(Point labeling examples)
==========

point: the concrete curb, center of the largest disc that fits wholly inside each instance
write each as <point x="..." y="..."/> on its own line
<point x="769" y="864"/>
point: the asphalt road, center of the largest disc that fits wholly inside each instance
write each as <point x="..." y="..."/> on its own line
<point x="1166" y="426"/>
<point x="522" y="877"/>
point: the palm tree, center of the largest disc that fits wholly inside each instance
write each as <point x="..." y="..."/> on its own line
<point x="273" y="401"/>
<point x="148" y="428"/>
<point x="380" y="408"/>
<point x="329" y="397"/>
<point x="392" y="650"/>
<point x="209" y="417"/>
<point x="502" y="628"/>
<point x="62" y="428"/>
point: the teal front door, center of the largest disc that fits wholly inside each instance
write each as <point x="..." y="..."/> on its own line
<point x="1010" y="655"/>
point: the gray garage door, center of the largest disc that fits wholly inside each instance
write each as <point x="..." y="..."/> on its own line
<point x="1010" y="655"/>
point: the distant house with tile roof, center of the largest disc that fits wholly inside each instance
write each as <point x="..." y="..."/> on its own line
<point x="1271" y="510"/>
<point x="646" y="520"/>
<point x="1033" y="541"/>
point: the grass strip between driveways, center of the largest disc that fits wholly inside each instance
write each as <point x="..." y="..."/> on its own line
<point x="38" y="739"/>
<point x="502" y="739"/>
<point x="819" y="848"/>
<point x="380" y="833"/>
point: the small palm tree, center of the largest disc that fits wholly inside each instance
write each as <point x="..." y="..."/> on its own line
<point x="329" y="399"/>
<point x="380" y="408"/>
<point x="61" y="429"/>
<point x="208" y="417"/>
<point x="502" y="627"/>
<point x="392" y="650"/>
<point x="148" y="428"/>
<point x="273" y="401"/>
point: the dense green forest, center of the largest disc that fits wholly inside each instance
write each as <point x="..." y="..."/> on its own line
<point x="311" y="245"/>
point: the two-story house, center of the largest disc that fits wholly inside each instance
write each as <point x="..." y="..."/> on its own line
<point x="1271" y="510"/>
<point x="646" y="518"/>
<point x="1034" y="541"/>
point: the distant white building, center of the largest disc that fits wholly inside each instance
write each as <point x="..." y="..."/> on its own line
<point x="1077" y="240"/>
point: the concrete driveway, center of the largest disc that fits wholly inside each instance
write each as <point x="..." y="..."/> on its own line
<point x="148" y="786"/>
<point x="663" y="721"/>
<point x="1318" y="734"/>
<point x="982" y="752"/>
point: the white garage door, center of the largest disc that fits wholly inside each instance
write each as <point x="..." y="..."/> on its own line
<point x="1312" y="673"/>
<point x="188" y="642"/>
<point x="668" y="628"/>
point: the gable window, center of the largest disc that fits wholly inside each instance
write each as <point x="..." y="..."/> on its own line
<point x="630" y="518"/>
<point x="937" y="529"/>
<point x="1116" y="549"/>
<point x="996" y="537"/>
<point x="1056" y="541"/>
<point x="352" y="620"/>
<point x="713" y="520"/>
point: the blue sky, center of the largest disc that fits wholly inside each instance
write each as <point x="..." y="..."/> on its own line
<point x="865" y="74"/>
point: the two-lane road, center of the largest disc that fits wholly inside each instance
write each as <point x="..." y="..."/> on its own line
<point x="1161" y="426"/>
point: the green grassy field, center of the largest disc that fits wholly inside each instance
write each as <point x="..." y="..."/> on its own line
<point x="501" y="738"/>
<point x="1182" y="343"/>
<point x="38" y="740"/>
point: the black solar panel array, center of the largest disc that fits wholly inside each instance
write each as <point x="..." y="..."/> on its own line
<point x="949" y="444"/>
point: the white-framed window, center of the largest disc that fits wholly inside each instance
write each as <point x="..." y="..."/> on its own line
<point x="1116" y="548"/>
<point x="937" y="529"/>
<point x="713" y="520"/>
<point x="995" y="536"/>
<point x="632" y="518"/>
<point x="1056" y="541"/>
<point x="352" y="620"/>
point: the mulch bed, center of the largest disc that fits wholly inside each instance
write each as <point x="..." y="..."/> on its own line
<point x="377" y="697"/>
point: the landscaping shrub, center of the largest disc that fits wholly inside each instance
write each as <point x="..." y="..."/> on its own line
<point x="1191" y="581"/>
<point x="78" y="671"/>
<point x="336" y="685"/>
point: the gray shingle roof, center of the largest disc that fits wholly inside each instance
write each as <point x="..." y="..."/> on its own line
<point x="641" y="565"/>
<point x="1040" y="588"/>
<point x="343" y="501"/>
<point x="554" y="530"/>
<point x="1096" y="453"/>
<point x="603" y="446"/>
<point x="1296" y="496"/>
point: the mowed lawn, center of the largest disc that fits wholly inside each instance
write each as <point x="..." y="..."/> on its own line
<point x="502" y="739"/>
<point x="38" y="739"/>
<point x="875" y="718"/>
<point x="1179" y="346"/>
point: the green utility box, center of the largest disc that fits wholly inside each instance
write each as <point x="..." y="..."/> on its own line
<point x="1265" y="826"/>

==========

_JOB_: What do the records say? Quote them all exactly.

_EXERCISE ANSWER_:
point: the concrete curb, center of the largest disc that fits wholly inside each instance
write each as <point x="..." y="..."/> on its own line
<point x="769" y="864"/>
point: the asphalt road, center of the largest disc that fits wholly inside each instance
write each as <point x="..." y="..."/> on its own line
<point x="1166" y="426"/>
<point x="522" y="877"/>
point: the palm tree, center of the largest disc that fits wholly inside each instance
write each as <point x="..." y="..."/> on its own line
<point x="273" y="401"/>
<point x="148" y="428"/>
<point x="380" y="408"/>
<point x="329" y="397"/>
<point x="392" y="650"/>
<point x="209" y="417"/>
<point x="502" y="628"/>
<point x="62" y="428"/>
point: the teal front door, center of the largest disc that fits wholly inside each instance
write each as <point x="..." y="..."/> on its own line
<point x="1010" y="655"/>
point: the gray garage door, center of the largest disc that fits wholly inside each instance
write each as <point x="..." y="..."/> on its own line
<point x="1010" y="655"/>
point: the distant house with tile roof, center of the largest disc that fits wholly inside each instance
write each as <point x="..." y="..."/> on its own line
<point x="1271" y="510"/>
<point x="646" y="520"/>
<point x="1033" y="541"/>
point: the grass strip between driveways, center of the largest disc that fits wholly inside each instance
write each as <point x="..." y="..."/> on its own line
<point x="38" y="739"/>
<point x="502" y="739"/>
<point x="819" y="848"/>
<point x="380" y="833"/>
point: the small palm tree, center of the largest disc that fits wholly inside each instance
write each as <point x="..." y="..."/> on its own line
<point x="329" y="399"/>
<point x="380" y="408"/>
<point x="61" y="429"/>
<point x="208" y="417"/>
<point x="502" y="627"/>
<point x="392" y="650"/>
<point x="148" y="428"/>
<point x="273" y="401"/>
point: the dense green forest, center of the largest disc that fits wholly inside each instance
write each as <point x="..." y="..."/> on its own line
<point x="311" y="245"/>
point: the two-story house, center of the largest disc that fits wholly inside each instance
write each as <point x="..." y="..."/> on its own line
<point x="1271" y="510"/>
<point x="646" y="518"/>
<point x="1034" y="541"/>
point: the distant white building, center of the largest disc that fits wholly inside each instance
write each as <point x="..." y="..."/> on its own line
<point x="1077" y="240"/>
point: the concrete driveway, center of the largest disc that fits wholly inside each instance
write each as <point x="..." y="..."/> on its own line
<point x="148" y="786"/>
<point x="663" y="721"/>
<point x="1318" y="734"/>
<point x="982" y="752"/>
point: the white garage door, center of the largest disc that fits wholly inside each instance
write each as <point x="..." y="..."/> on its own line
<point x="1312" y="673"/>
<point x="188" y="642"/>
<point x="668" y="628"/>
point: the gable window, center of the largest disc that fits wholly inside each instance
write each as <point x="..." y="..."/> on its own line
<point x="630" y="518"/>
<point x="937" y="529"/>
<point x="1116" y="549"/>
<point x="996" y="537"/>
<point x="1056" y="541"/>
<point x="352" y="620"/>
<point x="713" y="520"/>
point: the blue sky, center of the largest disc that fits wholly inside each instance
write each as <point x="..." y="..."/> on its own line
<point x="865" y="74"/>
point: the two-lane road, center of the largest disc that fits wholly inside each instance
write each as <point x="..." y="..."/> on its own line
<point x="1161" y="426"/>
point: the green grassy field, center of the largest disc that fits wholly inside each instance
write each as <point x="..." y="..."/> on its own line
<point x="501" y="738"/>
<point x="1182" y="343"/>
<point x="38" y="740"/>
point: the black solar panel array, center of the largest disc that fits wholly inside each instance
write each as <point x="..." y="..."/> on its own line
<point x="949" y="444"/>
point: the white-framed window, center of the largest disc that fits wholly inside each instance
write each as <point x="..." y="..."/> on its own line
<point x="1116" y="548"/>
<point x="937" y="529"/>
<point x="713" y="520"/>
<point x="995" y="536"/>
<point x="632" y="518"/>
<point x="1056" y="541"/>
<point x="352" y="620"/>
point: the mulch bed, center of the largest disc that fits wholly inside each instance
write each as <point x="..." y="..."/> on its own line
<point x="377" y="697"/>
point: the landscaping shrub, center of the largest disc that fits wholly inside each instance
write each as <point x="..." y="..."/> on its own line
<point x="1191" y="581"/>
<point x="78" y="671"/>
<point x="336" y="685"/>
point: the gray shingle roof, center of the largest disc that fits wholly inside each instance
write each as <point x="..." y="..."/> on its own line
<point x="641" y="565"/>
<point x="1040" y="588"/>
<point x="343" y="501"/>
<point x="554" y="530"/>
<point x="1096" y="453"/>
<point x="603" y="446"/>
<point x="1296" y="496"/>
point: the mowed lawn, center of the largest disc that fits wholly inside each instance
write each as <point x="..." y="..."/> on its own line
<point x="502" y="739"/>
<point x="38" y="739"/>
<point x="875" y="718"/>
<point x="1179" y="346"/>
point: the green utility box, center of the largest disc that fits wholly inside each instance
write each as <point x="..." y="..."/> on its own line
<point x="1265" y="826"/>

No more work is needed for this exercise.